What is needed.
In the material below, replace "fence post" with "fence pole" and leave everything else unchanged. Omit the pictures from your answer.

Stored items
--- START ---

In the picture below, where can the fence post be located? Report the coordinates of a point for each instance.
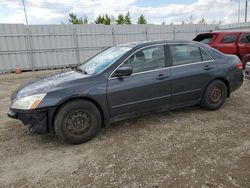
(174, 33)
(77, 53)
(146, 33)
(29, 47)
(113, 35)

--- END ---

Exercise solution.
In the picture below, where can the fence pole be located? Report the coordinates of a point for each instance.
(174, 33)
(77, 53)
(146, 33)
(29, 47)
(113, 35)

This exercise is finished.